Exercise goal:
Copy in full every line below that contains the word "dress". Match case.

Records supplied:
————

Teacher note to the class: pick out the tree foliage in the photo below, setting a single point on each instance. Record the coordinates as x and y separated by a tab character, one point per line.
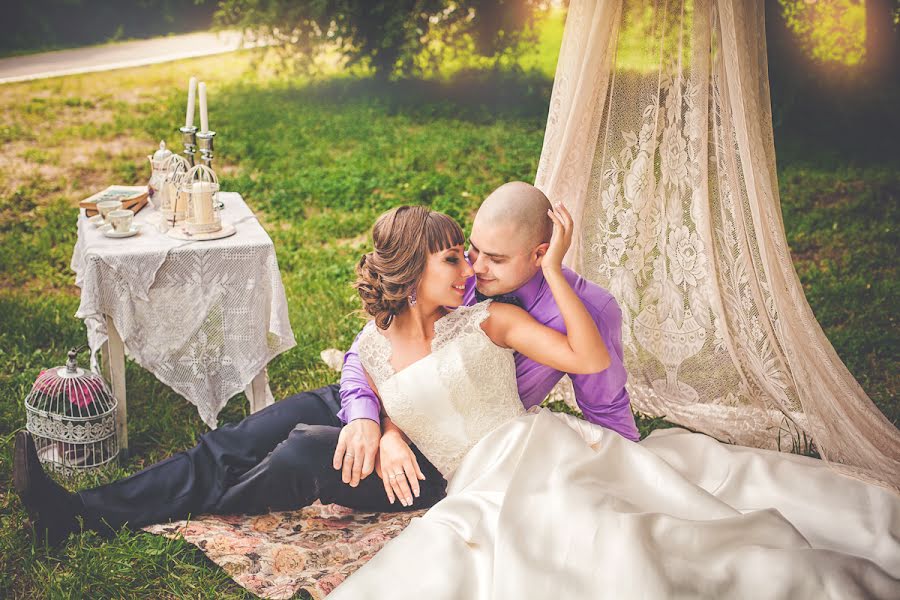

————

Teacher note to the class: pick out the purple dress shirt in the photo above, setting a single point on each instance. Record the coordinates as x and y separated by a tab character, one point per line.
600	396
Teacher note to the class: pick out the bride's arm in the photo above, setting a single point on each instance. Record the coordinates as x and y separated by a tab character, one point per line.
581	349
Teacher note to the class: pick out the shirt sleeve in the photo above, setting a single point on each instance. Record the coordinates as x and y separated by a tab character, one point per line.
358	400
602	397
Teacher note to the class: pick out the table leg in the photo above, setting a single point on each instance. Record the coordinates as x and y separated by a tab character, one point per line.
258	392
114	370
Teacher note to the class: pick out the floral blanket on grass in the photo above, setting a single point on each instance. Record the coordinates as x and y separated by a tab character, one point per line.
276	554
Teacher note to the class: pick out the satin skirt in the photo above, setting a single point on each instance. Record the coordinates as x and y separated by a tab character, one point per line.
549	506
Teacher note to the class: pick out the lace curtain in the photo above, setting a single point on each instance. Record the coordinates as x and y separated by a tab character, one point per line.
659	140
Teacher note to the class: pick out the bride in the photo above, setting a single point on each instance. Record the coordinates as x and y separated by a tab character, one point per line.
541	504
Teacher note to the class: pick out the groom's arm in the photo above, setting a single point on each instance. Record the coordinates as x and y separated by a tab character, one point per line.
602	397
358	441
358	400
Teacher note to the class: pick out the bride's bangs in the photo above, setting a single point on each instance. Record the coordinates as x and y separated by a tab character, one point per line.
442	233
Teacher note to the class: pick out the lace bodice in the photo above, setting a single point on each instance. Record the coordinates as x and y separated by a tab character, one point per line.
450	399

————

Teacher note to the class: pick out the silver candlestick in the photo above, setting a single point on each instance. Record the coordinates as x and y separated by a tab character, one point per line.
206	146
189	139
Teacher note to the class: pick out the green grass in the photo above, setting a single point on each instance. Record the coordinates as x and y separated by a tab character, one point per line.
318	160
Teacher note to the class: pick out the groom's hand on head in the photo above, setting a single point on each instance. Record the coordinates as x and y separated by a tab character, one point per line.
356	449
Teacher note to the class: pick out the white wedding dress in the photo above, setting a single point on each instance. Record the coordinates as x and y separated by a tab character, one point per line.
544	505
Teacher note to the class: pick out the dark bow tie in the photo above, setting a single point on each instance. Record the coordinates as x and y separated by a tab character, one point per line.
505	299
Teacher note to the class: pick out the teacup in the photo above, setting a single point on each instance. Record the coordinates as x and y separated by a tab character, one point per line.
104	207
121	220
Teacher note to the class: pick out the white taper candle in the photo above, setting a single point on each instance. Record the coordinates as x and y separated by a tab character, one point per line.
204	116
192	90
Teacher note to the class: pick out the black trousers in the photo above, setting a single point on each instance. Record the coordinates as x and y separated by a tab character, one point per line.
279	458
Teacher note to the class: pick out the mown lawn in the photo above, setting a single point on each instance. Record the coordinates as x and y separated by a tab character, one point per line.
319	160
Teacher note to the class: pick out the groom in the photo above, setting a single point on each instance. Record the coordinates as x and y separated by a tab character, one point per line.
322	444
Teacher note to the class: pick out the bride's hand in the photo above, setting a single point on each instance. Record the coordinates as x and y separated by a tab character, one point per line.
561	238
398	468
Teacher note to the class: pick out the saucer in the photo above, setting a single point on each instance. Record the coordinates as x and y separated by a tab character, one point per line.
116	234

————

Output of the task:
Teacher note to the class: pick out the purple dress shirt in the photo above, setting a single point on each instance. Record the coordinates as x and y separated by a tab character, one point per line.
Teacher note to the class: pick out the white wedding dress in the photo above, setting a single point on each instance. Record the coordinates as x and y separated by a tab character, one point per line.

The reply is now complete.